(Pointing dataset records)
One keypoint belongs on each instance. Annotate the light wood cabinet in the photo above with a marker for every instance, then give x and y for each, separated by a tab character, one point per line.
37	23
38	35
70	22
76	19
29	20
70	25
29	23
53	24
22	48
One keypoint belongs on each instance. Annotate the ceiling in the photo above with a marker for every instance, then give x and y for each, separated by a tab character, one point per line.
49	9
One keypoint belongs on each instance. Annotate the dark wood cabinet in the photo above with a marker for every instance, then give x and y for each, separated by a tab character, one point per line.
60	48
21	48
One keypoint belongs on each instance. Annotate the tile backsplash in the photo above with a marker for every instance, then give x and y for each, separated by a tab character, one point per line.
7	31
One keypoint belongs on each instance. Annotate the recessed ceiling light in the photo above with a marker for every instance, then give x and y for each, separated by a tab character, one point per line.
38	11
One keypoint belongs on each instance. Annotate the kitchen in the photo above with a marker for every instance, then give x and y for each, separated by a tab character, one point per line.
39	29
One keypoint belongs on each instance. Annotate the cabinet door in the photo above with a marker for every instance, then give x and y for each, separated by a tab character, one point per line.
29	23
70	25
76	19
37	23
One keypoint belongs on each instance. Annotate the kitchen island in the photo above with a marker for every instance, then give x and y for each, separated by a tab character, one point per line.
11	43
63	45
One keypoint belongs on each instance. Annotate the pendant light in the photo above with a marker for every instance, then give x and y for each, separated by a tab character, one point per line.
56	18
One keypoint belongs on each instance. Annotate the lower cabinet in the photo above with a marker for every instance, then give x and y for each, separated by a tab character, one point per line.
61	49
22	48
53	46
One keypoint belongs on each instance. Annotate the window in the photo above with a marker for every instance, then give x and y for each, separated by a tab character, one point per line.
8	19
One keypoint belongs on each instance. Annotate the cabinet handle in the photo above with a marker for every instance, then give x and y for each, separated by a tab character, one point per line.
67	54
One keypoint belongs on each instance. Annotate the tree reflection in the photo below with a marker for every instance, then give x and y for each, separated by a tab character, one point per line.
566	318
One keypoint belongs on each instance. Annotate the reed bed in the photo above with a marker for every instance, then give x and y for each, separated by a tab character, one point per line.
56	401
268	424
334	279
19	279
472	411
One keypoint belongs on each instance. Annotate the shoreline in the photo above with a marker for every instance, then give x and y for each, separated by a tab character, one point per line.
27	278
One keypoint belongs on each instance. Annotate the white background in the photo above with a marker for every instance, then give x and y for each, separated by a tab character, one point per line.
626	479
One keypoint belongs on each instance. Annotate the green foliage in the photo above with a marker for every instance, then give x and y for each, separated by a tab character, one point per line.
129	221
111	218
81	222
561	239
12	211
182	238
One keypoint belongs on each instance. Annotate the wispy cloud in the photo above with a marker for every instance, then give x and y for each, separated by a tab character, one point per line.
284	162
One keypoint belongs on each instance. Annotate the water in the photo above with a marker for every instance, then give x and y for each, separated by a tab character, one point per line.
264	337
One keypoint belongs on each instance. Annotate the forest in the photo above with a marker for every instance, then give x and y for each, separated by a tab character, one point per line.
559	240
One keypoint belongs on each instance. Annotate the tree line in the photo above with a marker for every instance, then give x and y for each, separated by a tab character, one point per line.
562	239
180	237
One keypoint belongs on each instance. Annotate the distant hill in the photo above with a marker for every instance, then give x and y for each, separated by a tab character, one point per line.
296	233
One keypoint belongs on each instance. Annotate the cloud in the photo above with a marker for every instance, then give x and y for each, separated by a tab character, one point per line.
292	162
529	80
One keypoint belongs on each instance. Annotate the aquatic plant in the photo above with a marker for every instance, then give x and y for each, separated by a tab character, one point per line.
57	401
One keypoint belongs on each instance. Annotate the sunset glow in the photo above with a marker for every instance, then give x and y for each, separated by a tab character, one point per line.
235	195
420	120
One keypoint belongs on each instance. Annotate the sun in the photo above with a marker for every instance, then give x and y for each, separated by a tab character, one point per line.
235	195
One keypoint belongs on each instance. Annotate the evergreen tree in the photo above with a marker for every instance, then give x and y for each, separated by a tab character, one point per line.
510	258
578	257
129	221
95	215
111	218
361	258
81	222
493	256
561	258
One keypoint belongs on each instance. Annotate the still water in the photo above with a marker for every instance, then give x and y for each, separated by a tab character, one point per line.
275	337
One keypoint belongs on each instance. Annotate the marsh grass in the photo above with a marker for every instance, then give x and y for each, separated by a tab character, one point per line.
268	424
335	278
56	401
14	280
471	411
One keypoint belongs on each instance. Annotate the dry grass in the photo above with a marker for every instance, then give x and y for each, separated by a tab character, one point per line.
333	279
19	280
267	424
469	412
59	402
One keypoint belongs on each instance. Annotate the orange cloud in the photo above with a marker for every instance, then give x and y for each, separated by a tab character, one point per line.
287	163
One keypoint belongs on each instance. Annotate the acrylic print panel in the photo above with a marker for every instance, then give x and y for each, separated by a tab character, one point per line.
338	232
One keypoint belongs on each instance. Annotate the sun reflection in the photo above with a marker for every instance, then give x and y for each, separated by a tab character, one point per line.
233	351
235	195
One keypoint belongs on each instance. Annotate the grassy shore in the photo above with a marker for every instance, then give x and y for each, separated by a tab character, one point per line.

Task description:
Repeat the data above exactly.

Solution:
One keypoint belongs on each instance. Annotate the light wood cabinet in the photo above with a marker for every instance, then give x and y for each, separated by a tab character, one point per line.
37	23
38	35
70	22
76	19
29	20
70	25
29	23
53	24
22	48
One keypoint belongs on each instance. Annotate the ceiling in the photo above with a marker for every instance, then give x and y for each, separated by a tab character, one point per line.
49	9
One keypoint belongs on each instance. Annotate the dark wood cabinet in the photo above with a marker for every instance, then give x and y for each, separated by a tab character, one point per line.
60	48
21	48
One keypoint belongs on each instance. Annotate the tile backsplash in the photo above with a marker for every instance, then give x and y for each, separated by a tab character, one point per line.
7	31
One keypoint belongs on each instance. Annotate the recessed ceiling light in the photo above with a marker for every instance, then give x and y for each, separated by a tab character, one point per line.
38	11
One keypoint belongs on each instance. Annotate the kitchen in the photo above with a marker for every instance, then give x and y for each, separated by a tab character, one point per line.
39	29
One keypoint belongs on each instance. Annotate the cabinet door in the photo above with a marker for every instance, then give x and y for each, separated by a tab character, one point per line.
29	23
70	25
76	19
37	23
One keypoint belongs on each instance. Annotate the kitchen island in the photo above with a marker for every instance, then give x and y for each, separated by a tab character, one point per line.
11	43
63	45
One keypoint belongs on each instance. Annotate the pendant light in the photo above with a marker for every instance, then give x and y for each, separated by a tab character, one point per line.
56	18
One keypoint belongs on each instance. Annotate the lower cabinet in the photo above with a marker for every instance, then give x and y for each, separated by a tab character, one point per line.
61	49
22	48
53	46
One keypoint belongs on each instance. Annotate the window in the photo above with a marker for every instance, then give x and y for each, separated by a tab character, one point per line.
8	19
One keypoint belongs on each instance. Annotate the cabinet handle in the photo above with a marker for every instance, then give x and y for each, separated by a tab character, one point per line.
67	54
One keypoint belongs on each instance. Annotate the tree reflection in the photo below with a marker for every instance, then give x and y for each, separated by a tab character, one point per line.
566	318
One keypoint belongs on each instance. Annotate the reed bed in the photo above with a marker for every instance, then give x and y for each, separated by a tab character, one point per line.
56	401
268	424
334	279
19	279
472	411
One keypoint belongs on each instance. Annotate the shoreline in the photo above with a marker for every instance, then give x and y for each, separated by a tab character, one point per line.
27	278
One keypoint belongs on each instance. Annotate the white background in the photo above with a marker for every instance, then give x and y for each, separated by a tab character, one point per line.
626	479
One keypoint belongs on each instance. Annotate the green foliage in the photo above with a marker for every instance, then give x and y for each, separated by a tab character, one point per line.
129	221
111	218
81	222
561	239
12	211
182	238
One keypoint belongs on each instance. Annotate the wispy cloud in the photo above with a marker for every instance, then give x and y for each, separated by a tab character, one point per line.
284	162
One keypoint belongs on each instance. Annotate the water in the photo above with a marker for every instance, then give x and y for each, separated by a tab character, one point per line.
264	337
One keypoint belongs on each instance. Annotate the forest in the photo above with a marker for every instance, then give x and y for each, separated by a tab character, one point per line.
559	240
One keypoint belongs on each instance. Annotate the tree line in the photo above with a marker for every instance, then give x and y for each, separated by a tab character, one point per line.
562	239
180	237
One keypoint belongs on each instance. Annotate the distant hill in the photo above with a marker for every instance, then give x and y for each, separated by a tab character, one point per line.
296	233
One keypoint belongs on each instance. Annotate the cloud in the photo above with a marker for every instance, then give x and y for each, separated by a tab character, one point per line.
292	162
529	80
One keypoint belongs on each instance. Annotate the aquatic plant in the photo above with a marker for every instance, then give x and y for each, separated by a tab character, one point per line.
57	401
One keypoint belongs on each instance. Annotate the sunset glow in the photo above with a marker for every instance, then give x and y for each, separated by a tab character, one point per line.
235	195
420	120
One keypoint belongs on each instance. Annotate the sun in the photo above with a marker for every instance, then give x and y for each, separated by a tab character, one point per line.
235	195
One keypoint belongs on each instance. Annotate the evergreen tree in the photo above with a marker for every instance, then give x and y for each, separated by a tab character, one point per line.
510	258
578	257
129	221
95	215
111	218
361	258
81	222
493	256
561	258
One keypoint belongs on each instance. Annotate the still water in the photo above with a marker for every instance, then give x and y for each, separated by a tab character, one point per line.
275	337
One keypoint belongs on each instance. Annotate the marsh grass in the photo above with a marker for every instance, then give x and y for each, separated by a tab character, one point per line.
268	424
335	278
56	401
14	280
471	411
One keypoint belongs on each instance. Annotate the dry grass in the photo above with a marker for every instance, then give x and y for each, separated by a tab character, one point per line.
333	279
19	280
267	424
469	412
59	402
One keypoint belongs on each instance. Annotate the orange cloud in the photo above with a marker for every instance, then give x and y for each, separated by a tab character, one point per line.
287	163
One keypoint belongs on each instance. Annotate the acrylic print panel in the photo above with a marker for every instance, then give x and y for each, separated by a tab character, one point per line.
338	232
One keypoint belongs on each instance. Annotate the sun reflection in the photo above with a marker for every instance, then give x and y for each, separated by a tab character, one point per line.
233	351
235	195
One keypoint belongs on each instance. Annotate the grassy shore in the photo above with a marker for every instance, then give x and y for each, separated by a tab character, one point per line.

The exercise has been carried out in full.